* Exercise instructions: Rewrite the lines of the listing below as a numbered list, starting at the line containing "TARGET = boat windshield" and ending at the line containing "[(189, 459), (707, 432), (417, 513)]", with both of those lines included. Leave out any blank lines.

** Start Information provided **

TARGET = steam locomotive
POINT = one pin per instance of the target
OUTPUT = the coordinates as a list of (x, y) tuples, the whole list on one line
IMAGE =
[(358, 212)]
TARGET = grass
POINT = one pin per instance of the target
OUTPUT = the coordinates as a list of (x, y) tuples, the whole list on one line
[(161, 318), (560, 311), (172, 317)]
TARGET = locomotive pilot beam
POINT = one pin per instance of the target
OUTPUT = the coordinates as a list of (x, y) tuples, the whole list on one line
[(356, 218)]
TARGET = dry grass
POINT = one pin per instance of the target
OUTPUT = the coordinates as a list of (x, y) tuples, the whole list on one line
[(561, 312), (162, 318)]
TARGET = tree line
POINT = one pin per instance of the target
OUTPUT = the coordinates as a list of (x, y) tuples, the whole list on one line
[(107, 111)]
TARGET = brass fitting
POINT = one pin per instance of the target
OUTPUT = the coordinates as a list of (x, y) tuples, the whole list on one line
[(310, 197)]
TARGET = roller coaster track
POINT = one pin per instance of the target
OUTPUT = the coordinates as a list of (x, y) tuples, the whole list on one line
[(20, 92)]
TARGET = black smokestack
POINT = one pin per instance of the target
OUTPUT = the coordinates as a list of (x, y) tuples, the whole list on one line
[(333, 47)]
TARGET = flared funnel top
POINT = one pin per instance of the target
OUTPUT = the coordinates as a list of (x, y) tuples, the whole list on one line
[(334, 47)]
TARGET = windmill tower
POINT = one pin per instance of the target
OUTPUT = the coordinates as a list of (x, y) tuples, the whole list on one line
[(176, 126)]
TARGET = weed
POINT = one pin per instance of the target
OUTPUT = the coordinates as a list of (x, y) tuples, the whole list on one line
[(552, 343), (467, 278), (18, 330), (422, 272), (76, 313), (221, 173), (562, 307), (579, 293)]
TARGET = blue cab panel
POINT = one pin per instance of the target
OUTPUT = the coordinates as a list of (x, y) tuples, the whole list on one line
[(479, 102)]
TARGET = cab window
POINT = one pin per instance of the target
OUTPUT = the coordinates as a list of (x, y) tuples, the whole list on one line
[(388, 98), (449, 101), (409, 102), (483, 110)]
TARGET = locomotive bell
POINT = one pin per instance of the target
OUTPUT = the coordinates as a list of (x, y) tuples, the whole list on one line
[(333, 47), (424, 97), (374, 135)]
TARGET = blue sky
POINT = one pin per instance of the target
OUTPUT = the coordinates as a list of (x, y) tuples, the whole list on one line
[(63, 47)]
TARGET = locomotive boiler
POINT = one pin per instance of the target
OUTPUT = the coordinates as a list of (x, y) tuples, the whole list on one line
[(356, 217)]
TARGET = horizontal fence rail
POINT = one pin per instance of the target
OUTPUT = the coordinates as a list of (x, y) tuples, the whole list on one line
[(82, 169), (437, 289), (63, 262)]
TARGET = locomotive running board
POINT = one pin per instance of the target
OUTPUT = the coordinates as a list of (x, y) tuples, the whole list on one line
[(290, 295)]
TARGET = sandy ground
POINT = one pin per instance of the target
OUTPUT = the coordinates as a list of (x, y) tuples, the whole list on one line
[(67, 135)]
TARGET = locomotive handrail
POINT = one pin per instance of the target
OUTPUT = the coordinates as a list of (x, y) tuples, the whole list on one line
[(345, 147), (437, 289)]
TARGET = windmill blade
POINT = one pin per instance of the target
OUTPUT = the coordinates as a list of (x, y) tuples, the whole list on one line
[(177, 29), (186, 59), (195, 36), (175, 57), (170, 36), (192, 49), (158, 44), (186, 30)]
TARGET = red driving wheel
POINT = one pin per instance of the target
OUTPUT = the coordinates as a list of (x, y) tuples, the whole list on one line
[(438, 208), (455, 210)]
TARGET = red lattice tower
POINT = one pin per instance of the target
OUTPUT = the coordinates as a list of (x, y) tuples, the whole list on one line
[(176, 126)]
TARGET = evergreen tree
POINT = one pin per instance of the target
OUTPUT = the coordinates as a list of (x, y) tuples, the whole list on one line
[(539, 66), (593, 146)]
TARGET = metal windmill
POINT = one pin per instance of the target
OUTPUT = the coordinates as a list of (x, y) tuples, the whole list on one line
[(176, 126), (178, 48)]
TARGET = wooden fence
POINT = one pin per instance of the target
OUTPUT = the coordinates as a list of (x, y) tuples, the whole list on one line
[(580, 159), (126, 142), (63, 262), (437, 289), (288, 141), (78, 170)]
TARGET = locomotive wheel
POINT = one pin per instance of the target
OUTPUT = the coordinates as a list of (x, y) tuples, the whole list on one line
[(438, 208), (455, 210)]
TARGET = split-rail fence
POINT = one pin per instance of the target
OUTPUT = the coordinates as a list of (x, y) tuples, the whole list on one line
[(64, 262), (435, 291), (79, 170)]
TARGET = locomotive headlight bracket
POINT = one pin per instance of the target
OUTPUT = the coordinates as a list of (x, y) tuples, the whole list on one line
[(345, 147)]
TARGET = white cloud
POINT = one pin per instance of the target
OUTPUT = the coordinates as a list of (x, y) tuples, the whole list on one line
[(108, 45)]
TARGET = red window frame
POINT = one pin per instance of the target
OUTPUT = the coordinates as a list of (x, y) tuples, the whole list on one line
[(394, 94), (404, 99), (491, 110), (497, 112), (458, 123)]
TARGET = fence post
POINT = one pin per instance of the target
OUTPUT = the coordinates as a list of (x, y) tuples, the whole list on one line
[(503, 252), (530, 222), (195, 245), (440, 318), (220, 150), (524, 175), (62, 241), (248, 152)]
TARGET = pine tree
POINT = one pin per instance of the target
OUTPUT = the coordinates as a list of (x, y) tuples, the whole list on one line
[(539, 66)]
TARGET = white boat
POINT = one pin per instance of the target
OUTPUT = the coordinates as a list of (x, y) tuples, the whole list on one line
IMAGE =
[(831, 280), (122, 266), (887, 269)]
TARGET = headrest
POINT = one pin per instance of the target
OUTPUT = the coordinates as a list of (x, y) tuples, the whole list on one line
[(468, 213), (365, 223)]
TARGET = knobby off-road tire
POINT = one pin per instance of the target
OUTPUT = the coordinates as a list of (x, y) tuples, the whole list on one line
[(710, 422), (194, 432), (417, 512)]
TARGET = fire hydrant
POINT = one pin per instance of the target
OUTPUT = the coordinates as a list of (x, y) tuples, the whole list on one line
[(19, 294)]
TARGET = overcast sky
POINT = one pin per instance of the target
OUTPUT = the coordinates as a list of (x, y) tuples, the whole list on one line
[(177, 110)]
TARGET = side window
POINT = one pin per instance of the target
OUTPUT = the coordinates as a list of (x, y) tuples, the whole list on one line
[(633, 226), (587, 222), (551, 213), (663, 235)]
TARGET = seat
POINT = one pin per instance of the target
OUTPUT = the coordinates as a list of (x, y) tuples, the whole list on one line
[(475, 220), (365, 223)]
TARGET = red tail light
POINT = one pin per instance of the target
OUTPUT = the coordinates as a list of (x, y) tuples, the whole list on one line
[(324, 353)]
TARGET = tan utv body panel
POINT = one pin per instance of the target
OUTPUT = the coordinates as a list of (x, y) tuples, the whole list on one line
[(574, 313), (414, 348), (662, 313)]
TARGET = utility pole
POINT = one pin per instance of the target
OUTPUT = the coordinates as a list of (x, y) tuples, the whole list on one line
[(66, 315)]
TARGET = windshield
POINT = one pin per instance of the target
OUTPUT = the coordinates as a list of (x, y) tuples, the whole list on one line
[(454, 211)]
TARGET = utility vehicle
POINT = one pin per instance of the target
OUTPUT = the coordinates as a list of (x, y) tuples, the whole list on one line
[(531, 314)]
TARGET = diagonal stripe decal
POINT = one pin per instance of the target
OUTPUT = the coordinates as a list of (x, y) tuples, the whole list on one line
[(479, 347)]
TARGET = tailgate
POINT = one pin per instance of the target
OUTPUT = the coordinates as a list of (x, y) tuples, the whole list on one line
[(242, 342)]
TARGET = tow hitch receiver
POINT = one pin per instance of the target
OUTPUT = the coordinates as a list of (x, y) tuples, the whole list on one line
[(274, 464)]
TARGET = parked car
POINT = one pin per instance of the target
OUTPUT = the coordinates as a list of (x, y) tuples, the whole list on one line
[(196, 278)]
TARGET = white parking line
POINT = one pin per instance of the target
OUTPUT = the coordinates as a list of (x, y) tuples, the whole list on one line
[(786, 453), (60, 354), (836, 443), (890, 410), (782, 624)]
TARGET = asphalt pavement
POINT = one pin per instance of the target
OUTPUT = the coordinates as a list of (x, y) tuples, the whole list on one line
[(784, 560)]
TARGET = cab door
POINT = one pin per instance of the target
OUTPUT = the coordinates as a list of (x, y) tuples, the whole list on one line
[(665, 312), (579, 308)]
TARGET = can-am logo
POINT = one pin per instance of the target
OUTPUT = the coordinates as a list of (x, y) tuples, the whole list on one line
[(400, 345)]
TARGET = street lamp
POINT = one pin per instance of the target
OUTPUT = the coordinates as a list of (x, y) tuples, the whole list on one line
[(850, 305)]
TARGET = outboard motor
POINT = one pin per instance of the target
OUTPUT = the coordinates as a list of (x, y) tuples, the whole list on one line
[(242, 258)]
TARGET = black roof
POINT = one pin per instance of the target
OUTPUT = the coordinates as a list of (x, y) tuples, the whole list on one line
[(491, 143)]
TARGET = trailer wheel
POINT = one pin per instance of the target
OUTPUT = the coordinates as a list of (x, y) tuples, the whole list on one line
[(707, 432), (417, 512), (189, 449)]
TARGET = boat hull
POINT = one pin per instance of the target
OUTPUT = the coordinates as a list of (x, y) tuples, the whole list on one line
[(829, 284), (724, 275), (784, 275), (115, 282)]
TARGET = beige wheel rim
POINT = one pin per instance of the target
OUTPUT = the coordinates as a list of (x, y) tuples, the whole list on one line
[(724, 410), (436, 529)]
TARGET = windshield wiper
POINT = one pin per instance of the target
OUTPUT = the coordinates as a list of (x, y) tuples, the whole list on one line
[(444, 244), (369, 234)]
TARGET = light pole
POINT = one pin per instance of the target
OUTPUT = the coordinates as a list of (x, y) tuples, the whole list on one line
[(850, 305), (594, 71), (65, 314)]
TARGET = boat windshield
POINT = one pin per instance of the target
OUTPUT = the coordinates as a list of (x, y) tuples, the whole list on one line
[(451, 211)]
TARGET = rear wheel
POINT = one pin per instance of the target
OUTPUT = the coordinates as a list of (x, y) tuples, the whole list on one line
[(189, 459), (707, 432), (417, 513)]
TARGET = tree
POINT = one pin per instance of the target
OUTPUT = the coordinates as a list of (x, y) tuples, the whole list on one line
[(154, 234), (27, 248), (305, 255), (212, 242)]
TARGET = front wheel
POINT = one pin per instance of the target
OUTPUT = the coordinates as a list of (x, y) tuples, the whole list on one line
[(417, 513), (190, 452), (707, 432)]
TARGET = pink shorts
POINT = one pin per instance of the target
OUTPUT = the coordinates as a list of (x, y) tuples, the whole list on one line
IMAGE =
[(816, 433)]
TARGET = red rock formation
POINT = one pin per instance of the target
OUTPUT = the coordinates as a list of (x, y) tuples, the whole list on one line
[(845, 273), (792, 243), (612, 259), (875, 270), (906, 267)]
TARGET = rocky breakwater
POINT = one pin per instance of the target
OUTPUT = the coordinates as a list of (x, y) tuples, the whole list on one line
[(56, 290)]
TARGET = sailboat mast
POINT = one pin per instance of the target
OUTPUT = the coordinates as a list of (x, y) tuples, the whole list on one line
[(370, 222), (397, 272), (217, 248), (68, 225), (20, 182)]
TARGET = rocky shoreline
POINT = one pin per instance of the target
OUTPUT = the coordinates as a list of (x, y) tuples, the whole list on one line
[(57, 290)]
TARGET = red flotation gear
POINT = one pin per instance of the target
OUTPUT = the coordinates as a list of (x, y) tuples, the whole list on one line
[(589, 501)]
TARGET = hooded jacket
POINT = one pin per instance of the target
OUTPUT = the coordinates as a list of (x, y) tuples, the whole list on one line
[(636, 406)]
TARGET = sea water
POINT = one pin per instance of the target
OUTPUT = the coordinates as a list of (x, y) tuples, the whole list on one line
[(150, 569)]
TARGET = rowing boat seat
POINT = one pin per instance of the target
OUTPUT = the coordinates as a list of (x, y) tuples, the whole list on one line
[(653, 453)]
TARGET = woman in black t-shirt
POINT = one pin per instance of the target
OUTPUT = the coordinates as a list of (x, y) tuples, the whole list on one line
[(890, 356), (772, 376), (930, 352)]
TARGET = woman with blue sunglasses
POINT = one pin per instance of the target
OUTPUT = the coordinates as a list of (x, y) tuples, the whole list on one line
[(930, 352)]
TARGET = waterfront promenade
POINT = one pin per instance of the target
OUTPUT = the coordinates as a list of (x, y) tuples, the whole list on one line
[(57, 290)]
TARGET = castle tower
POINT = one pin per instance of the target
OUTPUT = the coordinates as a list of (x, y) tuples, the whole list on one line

** End Information provided **

* Answer for the task:
1. TARGET = boat windshield
2. POINT = one pin per instance of the target
3. OUTPUT = the coordinates as a list of (x, y) tuples, the whole list on one line
4. [(451, 211)]
5. TARGET = rear wheel
6. POINT = one pin per instance of the target
7. OUTPUT = the coordinates as a list of (x, y) tuples, the whole list on one line
8. [(189, 459), (707, 432), (417, 513)]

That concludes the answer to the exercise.